-- START OF MATERIAL FOR THIS EXERCISE --

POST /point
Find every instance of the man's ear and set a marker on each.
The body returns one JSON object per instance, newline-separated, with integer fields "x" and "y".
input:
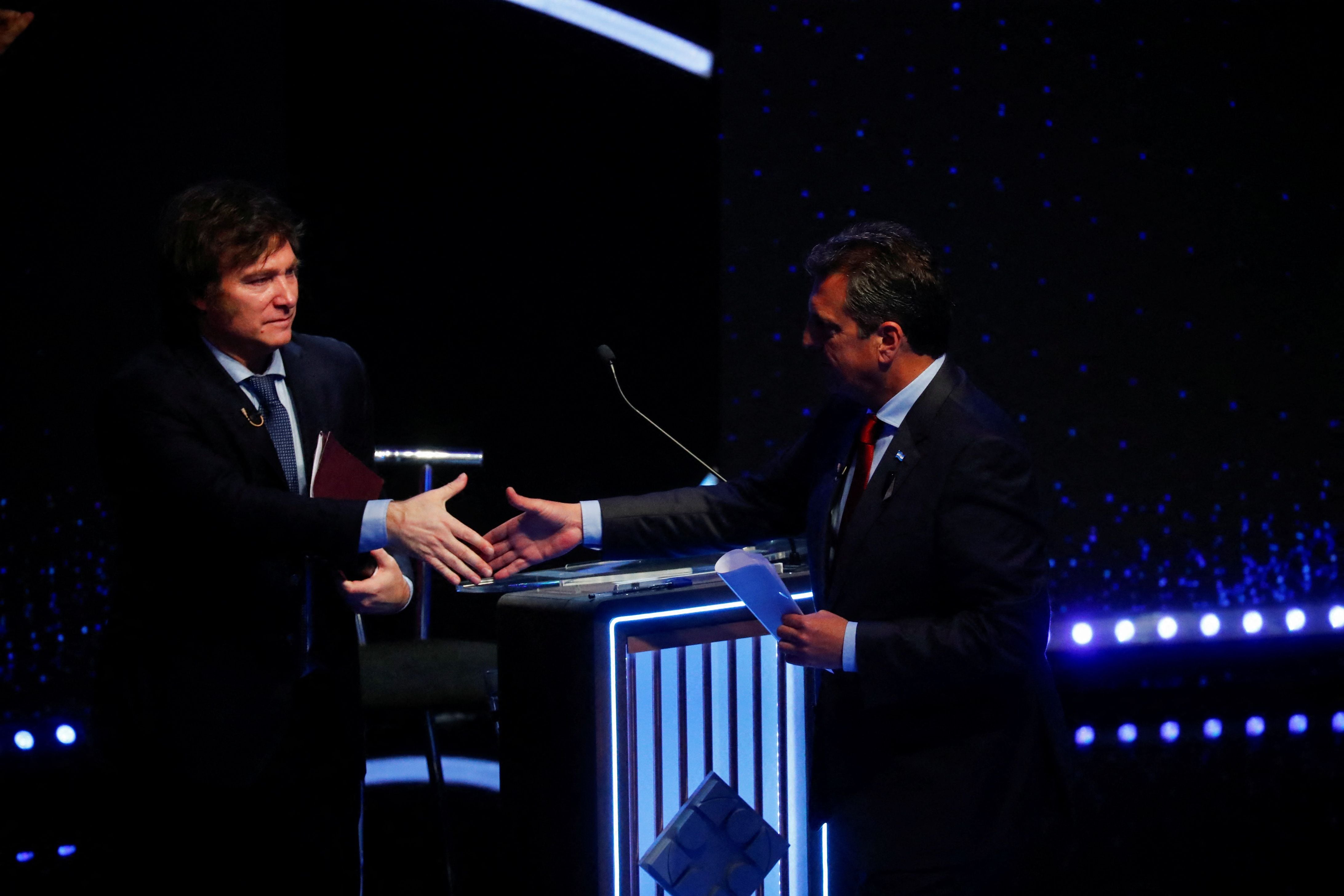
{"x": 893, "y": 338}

-- END OF MATERIAL FOR THIS EXERCISE --

● **TASK STATEMENT**
Reproduce the rows above verbatim, character for character, omitting the pictures from your copy.

● **WRITTEN ANSWER**
POST /point
Find every instance of the man's ear and set a marker on each.
The body returns one JSON object per instance, newline-separated, with integer fields "x" and "y".
input:
{"x": 893, "y": 338}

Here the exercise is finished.